WHAT NEEDS TO BE DONE:
In the entries below, replace every "in this photo" with "in this image" and leave everything else unchanged. Omit the pictures from your answer.

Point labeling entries

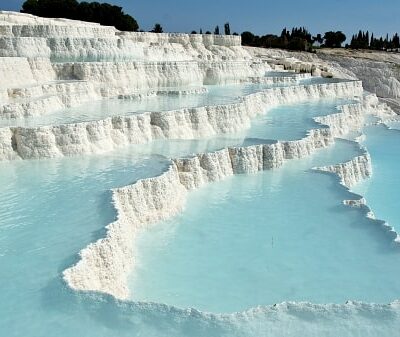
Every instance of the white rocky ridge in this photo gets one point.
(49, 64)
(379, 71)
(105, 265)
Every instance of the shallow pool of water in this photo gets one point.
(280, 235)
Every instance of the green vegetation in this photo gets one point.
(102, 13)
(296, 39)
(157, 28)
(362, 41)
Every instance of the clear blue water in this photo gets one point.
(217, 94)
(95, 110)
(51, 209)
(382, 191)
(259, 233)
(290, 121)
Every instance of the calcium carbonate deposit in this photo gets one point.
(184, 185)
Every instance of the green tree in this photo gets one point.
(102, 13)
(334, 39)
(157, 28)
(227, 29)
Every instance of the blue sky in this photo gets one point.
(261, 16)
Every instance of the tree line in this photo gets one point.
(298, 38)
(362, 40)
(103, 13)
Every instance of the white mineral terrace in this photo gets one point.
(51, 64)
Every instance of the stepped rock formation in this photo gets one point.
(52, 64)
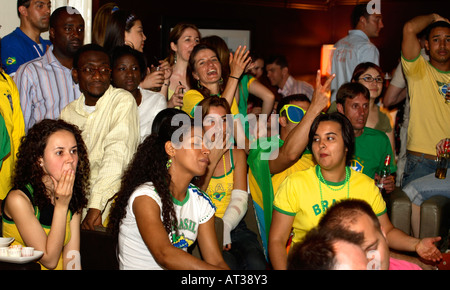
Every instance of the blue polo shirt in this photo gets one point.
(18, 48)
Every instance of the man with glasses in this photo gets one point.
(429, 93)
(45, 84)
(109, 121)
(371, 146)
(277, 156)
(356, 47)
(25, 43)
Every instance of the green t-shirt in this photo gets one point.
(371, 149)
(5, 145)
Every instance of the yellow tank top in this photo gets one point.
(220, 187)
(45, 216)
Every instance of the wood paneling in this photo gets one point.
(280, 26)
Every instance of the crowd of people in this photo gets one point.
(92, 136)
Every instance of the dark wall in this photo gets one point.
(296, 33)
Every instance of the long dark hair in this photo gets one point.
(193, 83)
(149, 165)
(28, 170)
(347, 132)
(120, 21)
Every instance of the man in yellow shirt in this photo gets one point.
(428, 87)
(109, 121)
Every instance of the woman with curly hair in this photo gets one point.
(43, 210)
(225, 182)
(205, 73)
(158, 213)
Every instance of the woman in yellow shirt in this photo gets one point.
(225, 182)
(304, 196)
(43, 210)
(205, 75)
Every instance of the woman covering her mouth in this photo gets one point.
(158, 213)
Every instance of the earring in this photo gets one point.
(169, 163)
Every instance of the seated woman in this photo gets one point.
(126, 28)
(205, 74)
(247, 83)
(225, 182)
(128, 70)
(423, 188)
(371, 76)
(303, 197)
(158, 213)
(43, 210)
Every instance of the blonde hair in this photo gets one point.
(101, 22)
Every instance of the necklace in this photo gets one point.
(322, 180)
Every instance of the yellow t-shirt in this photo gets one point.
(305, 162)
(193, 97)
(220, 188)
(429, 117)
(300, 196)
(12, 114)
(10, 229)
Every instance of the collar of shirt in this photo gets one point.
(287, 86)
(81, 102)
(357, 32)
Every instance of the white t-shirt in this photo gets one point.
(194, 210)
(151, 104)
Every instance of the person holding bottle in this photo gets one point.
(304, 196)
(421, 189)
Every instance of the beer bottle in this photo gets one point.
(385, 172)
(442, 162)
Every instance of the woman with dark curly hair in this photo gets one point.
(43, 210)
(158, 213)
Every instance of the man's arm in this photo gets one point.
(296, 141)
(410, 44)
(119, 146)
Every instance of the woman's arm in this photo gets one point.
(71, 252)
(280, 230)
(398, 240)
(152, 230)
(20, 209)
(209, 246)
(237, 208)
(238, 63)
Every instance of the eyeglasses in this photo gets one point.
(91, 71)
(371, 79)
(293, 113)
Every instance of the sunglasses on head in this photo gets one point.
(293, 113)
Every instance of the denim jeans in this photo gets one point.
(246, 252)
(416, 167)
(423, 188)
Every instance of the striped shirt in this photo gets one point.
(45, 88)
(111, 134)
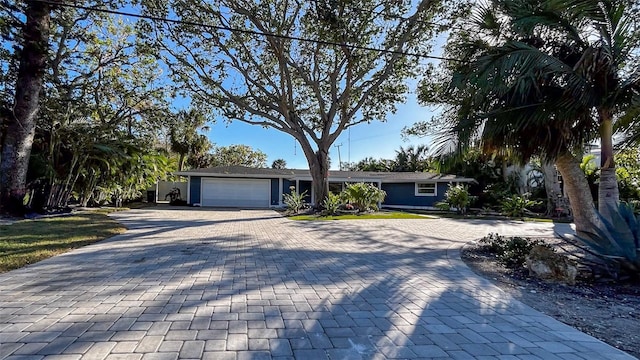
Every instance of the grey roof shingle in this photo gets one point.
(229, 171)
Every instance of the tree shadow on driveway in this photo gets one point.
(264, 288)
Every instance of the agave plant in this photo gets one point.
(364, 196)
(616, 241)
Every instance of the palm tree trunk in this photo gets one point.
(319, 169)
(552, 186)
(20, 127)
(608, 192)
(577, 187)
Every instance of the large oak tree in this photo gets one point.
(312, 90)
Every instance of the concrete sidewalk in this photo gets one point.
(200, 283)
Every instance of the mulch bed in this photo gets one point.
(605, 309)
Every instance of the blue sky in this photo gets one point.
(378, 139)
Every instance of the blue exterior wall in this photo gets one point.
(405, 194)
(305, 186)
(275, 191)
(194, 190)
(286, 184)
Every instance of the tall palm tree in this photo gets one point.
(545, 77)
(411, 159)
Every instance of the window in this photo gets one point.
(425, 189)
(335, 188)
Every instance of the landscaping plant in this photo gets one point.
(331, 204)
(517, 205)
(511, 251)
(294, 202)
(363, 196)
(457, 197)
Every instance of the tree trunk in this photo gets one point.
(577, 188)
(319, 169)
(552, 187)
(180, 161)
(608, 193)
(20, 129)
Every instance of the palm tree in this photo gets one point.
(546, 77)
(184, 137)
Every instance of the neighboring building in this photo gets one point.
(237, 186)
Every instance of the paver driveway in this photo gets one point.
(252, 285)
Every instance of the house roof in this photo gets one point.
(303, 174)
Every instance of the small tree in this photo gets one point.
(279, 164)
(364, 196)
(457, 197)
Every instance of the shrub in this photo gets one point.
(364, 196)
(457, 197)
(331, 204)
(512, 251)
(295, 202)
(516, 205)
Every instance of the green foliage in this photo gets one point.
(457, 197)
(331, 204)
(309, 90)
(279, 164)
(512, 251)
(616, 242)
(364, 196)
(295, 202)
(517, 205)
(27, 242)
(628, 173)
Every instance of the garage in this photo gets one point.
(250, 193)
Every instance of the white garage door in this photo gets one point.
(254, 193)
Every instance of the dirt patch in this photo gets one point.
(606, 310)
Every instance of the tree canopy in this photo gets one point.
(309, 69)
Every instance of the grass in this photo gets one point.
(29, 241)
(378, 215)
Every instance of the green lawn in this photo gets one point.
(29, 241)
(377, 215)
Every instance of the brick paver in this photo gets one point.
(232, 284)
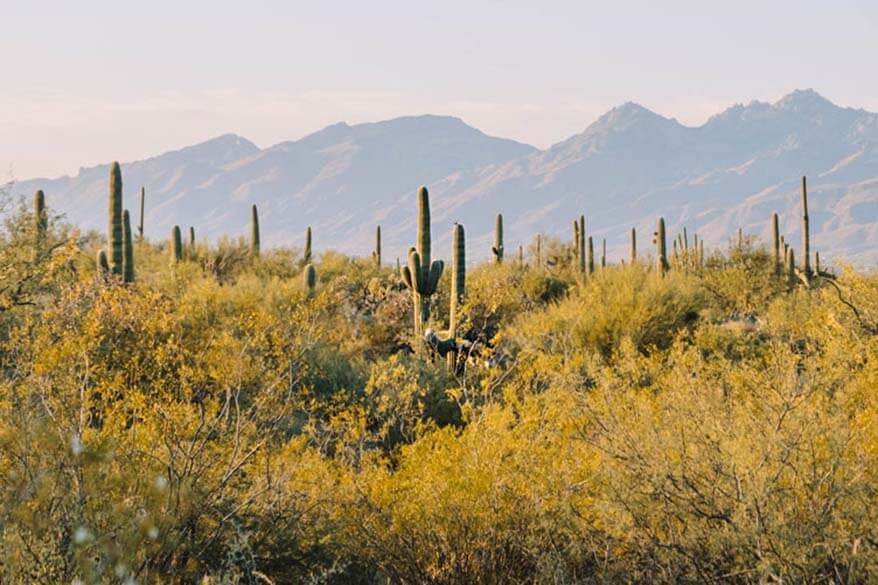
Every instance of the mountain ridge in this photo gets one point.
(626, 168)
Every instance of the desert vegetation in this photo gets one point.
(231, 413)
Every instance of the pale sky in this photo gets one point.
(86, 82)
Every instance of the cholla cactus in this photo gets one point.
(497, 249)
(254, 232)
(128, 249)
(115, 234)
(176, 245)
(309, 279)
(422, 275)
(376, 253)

ANSWER TO THIS EXERCISE:
Every instance of the white rocky ridge in this image gets one point.
(49, 64)
(379, 71)
(105, 265)
Every instance of the shallow pool of water in this image gets one point.
(280, 235)
Every instance of the green vegetation in this image gets one point.
(102, 13)
(296, 39)
(157, 28)
(362, 41)
Every instance of the clear blue water in this image gets one point.
(217, 94)
(95, 110)
(51, 209)
(382, 191)
(259, 233)
(290, 121)
Every instance of the calcium carbonate deposit in this image gets one point.
(184, 185)
Every instance of the green tree in this image gets one point.
(102, 13)
(334, 39)
(157, 28)
(227, 29)
Every instance of the blue sky in this image gets one point.
(261, 16)
Every instance of the tree line in this image gets one point.
(298, 38)
(362, 40)
(103, 13)
Every instance of the white mineral terrace in this image gets one point.
(51, 64)
Every instance of the stepped rock formation in this image gets one point.
(52, 64)
Every instance of the blue polo shirt in this image gets one point.
(18, 48)
Every instance of the man with glasses in this image gets one point.
(429, 93)
(45, 84)
(109, 121)
(371, 146)
(277, 156)
(356, 47)
(25, 43)
Every instance of the green t-shirt in this image gets one point.
(371, 149)
(5, 145)
Every instance of the yellow tank top in this image gets one point.
(220, 187)
(45, 216)
Every instance of the wood paneling in this image gets one point.
(280, 26)
Every instance of the crowd of people in this image gets one point.
(92, 136)
Every instance of the dark wall in this image gets one point.
(296, 33)
Every instance of the long dark hair in this image gets one point.
(193, 83)
(149, 165)
(28, 170)
(347, 132)
(120, 21)
Every instance of the man in yellow shirt in this image gets one point.
(428, 87)
(109, 121)
Every instance of the woman with curly hair in this image gets one point.
(43, 210)
(225, 182)
(205, 73)
(158, 213)
Every instance of the woman in yellow shirt in this image gets one point.
(225, 182)
(304, 196)
(43, 210)
(205, 75)
Every instance of the woman covering her mouth in this image gets one point.
(158, 213)
Every instance of the earring in this image gets one point.
(169, 163)
Every instance of the seated woman in this image gets one point.
(126, 28)
(205, 74)
(247, 83)
(225, 182)
(128, 70)
(423, 188)
(371, 76)
(303, 197)
(158, 213)
(43, 210)
Every instance of the blonde hair in this image gets one point.
(101, 22)
Every instance of the necklace in this image gets one point.
(322, 180)
Every instance of the yellow t-shirt in this image gets one point.
(305, 162)
(193, 97)
(220, 188)
(429, 117)
(300, 196)
(12, 114)
(10, 229)
Every instance of the collar of shirt in this image gets one point.
(287, 86)
(81, 102)
(357, 32)
Every instance of the white t-shirt in this image gets one point.
(194, 210)
(151, 104)
Every instance of the person holding bottle in this image gets one point.
(304, 196)
(421, 189)
Every instance of the beer bottle in this image gets one point.
(385, 172)
(442, 162)
Every instance of the woman with dark curly hair in this image gets one point.
(43, 210)
(158, 213)
Every instance of the man's arm in this image gets one point.
(296, 141)
(410, 44)
(119, 146)
Every instance of the woman's arm in this image gets one point.
(71, 252)
(280, 230)
(398, 240)
(152, 230)
(20, 209)
(209, 246)
(237, 208)
(238, 63)
Every instance of the eyeglasses in this image gets one point.
(91, 71)
(371, 79)
(293, 113)
Every instance of the sunglasses on head in this image gets one point.
(293, 113)
Every instance of the denim jeans in this image gets one point.
(246, 252)
(416, 167)
(423, 188)
Every instance of the striped shirt in this image gets one point.
(45, 88)
(111, 134)
Every instance of the grey roof shingle in this image gets one point.
(229, 171)
Every instance of the tree shadow on driveway in this image gets one point.
(264, 288)
Every instance of the agave plant in this image gets one point.
(364, 196)
(616, 241)
Every instance of the palm tree trunk in this image gets one point.
(319, 169)
(552, 186)
(20, 127)
(608, 192)
(577, 187)
Every instance of the large oak tree in this image gets one point.
(312, 90)
Every instance of the concrete sidewalk in this image gets one point.
(200, 283)
Every instance of the mulch bed in this image gets one point.
(605, 309)
Every instance of the blue sky in this image gets one point.
(378, 139)
Every instance of the blue exterior wall in this image gets one point.
(405, 194)
(305, 186)
(275, 191)
(194, 190)
(286, 184)
Every instance of the tall palm tree in this image gets one point.
(545, 77)
(411, 159)
Every instance of the window in this image gets one point.
(425, 189)
(335, 188)
Every instance of the landscaping plant in this image gets one point.
(331, 204)
(517, 205)
(511, 251)
(294, 202)
(363, 196)
(457, 197)
Every instance of the tree trunk in this image gets one point.
(577, 188)
(319, 169)
(552, 187)
(180, 161)
(608, 193)
(20, 129)
Every instance of the palm tree in this image gets one point.
(546, 77)
(184, 137)
Every instance of the neighboring building in this image gets one point.
(237, 186)
Every instance of the paver driveway in this image gets one point.
(252, 285)
Every instance of the house roof in this image gets one point.
(303, 174)
Every instance of the small tree in this image gets one point.
(279, 164)
(364, 196)
(457, 197)
Every instance of the shrub in this image gets one point.
(364, 196)
(457, 197)
(331, 204)
(512, 251)
(295, 202)
(516, 205)
Every instance of the green foliage in this image gets one point.
(457, 197)
(331, 204)
(309, 90)
(279, 164)
(512, 251)
(616, 242)
(364, 196)
(295, 202)
(517, 205)
(27, 242)
(628, 173)
Every instance of the garage in this image gets one point.
(250, 193)
Every instance of the white garage door in this image gets one point.
(254, 193)
Every instance of the dirt patch in this image gets one point.
(606, 310)
Every instance of the tree canopy in this image gets one point.
(309, 69)
Every instance of the grass in this image gets one point.
(29, 241)
(378, 215)
Every instance of the green lawn in this image gets one point.
(29, 241)
(377, 215)
Every instance of the brick paver in this image gets one point.
(232, 284)
Every instance of the mountain ridge in this image gets one point.
(626, 168)
Every instance of the desert vegetation in this image gets one point.
(231, 413)
Every instance of the pale sky in this image gets one point.
(86, 82)
Every instance of the cholla cactus in this image gets one point.
(497, 249)
(254, 232)
(128, 249)
(115, 234)
(176, 245)
(309, 279)
(422, 275)
(376, 253)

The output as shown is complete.